→ **EXTRAIT DU TEXTE**
- - -
Eglises d'Asie

Hongkong : en dépit des retouches apportées par le gouvernement à son projet de loi anti-subversion, les chrétiens, Mgr Zen en tête, ont redoublé leurs critiques

Publié le 18/03/2010




Le 28 janvier dernier, les autorités de la Région administrative spéciale (RAS) de Hongkong ont annoncé une réécriture de leur projet de loi anti-subversion (1). Après avoir pris connaissance des « clarifications » proposées par le gouvernement, pour reprendre les termes utilisés par la secrétaire à la Sécurité, Regina Ip, les opposants au projet de loi ont redoublé leurs critiques, estimant notamment que les autorités n’ont pas tenu compte de leurs propositions, exprimées lors de la consultation publique organisée par le gouvernement du 24 septembre au 24 décembre 2002. En tête de ces opposants, on retrouve un ensemble d’organisations chrétiennes et, en particulier, Mgr Joseph Zen Ze-kiun, évêque du diocèse catholique de Hongkong.

Au sujet des résultats de la consultation publique, annoncés le 28 janvier en même temps que les « clarifications » concernant le texte du projet de loi, Mgr Zen s’est déclaré outragé par le fait que son opinion sur la question ne figure pas dans la liste des déclarations exprimées par les Hongkongais durant les trois mois de consultation publique. Dans une interview télévisée, Mgr Zen a notamment déclaré : « Le fait que [mon point de vue] ne figure pas dans le rapport [gouvernemental] signifie qu’il ne sera pas pris en compte. Quelle autorité divine a décrété que les opinions exprimées durant la consultation devaient être soumises au Bureau de la Sécurité ? Pourquoi ? Au cas où j’aurais pensé devoir mettre par écrit mon point de vue, je ne l’aurais pas soumis au Bureau de la Sécurité. »
- - -
→ **EXTRAITS D'ENREGISTREMENTS**
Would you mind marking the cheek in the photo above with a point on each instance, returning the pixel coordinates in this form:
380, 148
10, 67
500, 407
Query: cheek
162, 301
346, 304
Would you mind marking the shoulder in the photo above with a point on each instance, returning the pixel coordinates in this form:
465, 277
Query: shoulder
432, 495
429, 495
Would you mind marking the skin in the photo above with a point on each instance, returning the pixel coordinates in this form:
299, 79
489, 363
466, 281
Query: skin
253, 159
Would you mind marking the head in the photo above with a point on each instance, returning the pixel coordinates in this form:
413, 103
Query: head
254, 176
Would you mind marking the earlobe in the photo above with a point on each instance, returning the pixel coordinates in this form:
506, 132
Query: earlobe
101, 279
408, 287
- - -
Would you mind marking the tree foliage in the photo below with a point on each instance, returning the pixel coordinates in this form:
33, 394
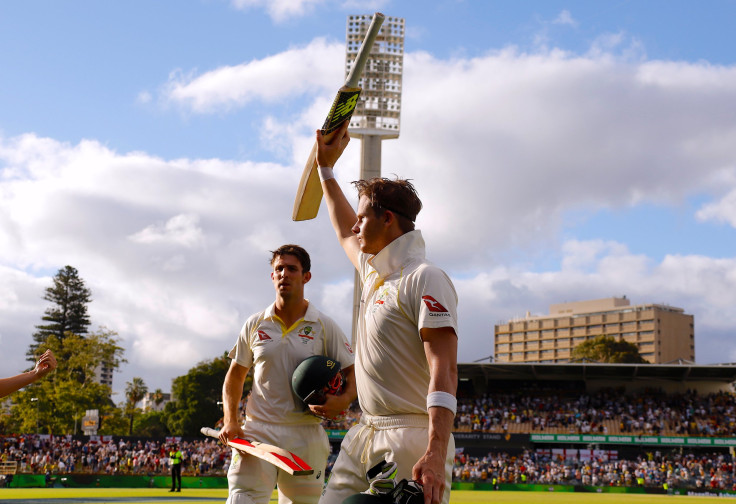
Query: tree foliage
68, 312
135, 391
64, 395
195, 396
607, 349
- - -
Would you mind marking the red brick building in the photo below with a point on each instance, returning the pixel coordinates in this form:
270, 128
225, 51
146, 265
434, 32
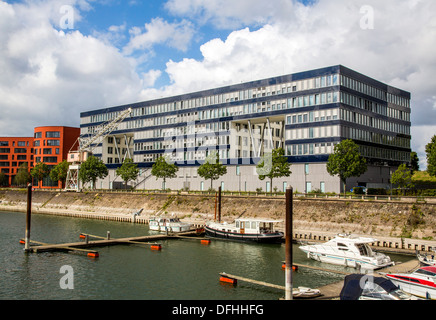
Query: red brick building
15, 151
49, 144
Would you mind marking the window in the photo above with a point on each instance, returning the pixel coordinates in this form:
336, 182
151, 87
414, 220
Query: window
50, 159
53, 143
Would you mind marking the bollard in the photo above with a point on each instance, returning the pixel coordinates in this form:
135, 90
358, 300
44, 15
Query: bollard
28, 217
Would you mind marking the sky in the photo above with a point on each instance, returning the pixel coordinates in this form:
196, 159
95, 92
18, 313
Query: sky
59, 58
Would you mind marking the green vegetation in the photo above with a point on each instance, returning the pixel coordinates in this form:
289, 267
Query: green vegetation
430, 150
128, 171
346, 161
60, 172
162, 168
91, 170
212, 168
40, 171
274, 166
- - -
→ **OBJECTIF 1**
Recopiez le passage de l'article sur Hongkong compris entre "Le 28 janvier dernier, les" et "catholique de Hongkong.", bornes incluses, en changeant "réécriture" en "révision".
→ **OBJECTIF 2**
Poursuivez l'article sur Hongkong à la suite de sa dernière phrase.
Ces enregistrements n'ont aucun lien avec l'article sur Hongkong.

→ **RÉSULTAT ATTENDU 1**
Le 28 janvier dernier, les autorités de la Région administrative spéciale (RAS) de Hongkong ont annoncé une révision de leur projet de loi anti-subversion (1). Après avoir pris connaissance des « clarifications » proposées par le gouvernement, pour reprendre les termes utilisés par la secrétaire à la Sécurité, Regina Ip, les opposants au projet de loi ont redoublé leurs critiques, estimant notamment que les autorités n’ont pas tenu compte de leurs propositions, exprimées lors de la consultation publique organisée par le gouvernement du 24 septembre au 24 décembre 2002. En tête de ces opposants, on retrouve un ensemble d’organisations chrétiennes et, en particulier, Mgr Joseph Zen Ze-kiun, évêque du diocèse catholique de Hongkong.

→ **RÉSULTAT ATTENDU 2**
Dans son rapport du 28 janvier, le gouvernement dit avoir reçu 97 097 opinions écrites au sujet du projet de loi en question, que ce soit par courrier, par fax ou par e-mail, émanant de 340 513 personnes. Sur ce nombre, 86,7 % ont été classées comme favorables au projet de loi, 6,1 % opposées au texte et 7,2 % ne présentant pas de position explicite. Tout au long des trois mois qu’a duré la consultation publique, Mgr Zen a été l’une des personnalités de la RAS les plus en vue dans l’expression de l’opposition au projet de loi. Reconnaissant ce rôle, l’influent hebdomadaire local en langue anglaise, la Far Eastern Economic Review (FEER), a consacré la « une » de son édition datée du 13 février dernier à Mgr Zen, une photo représentant l’évêque en col romain, crucifix en main, sous le titre : « God’s Man in China: Bishop Zen Battles Beijing ».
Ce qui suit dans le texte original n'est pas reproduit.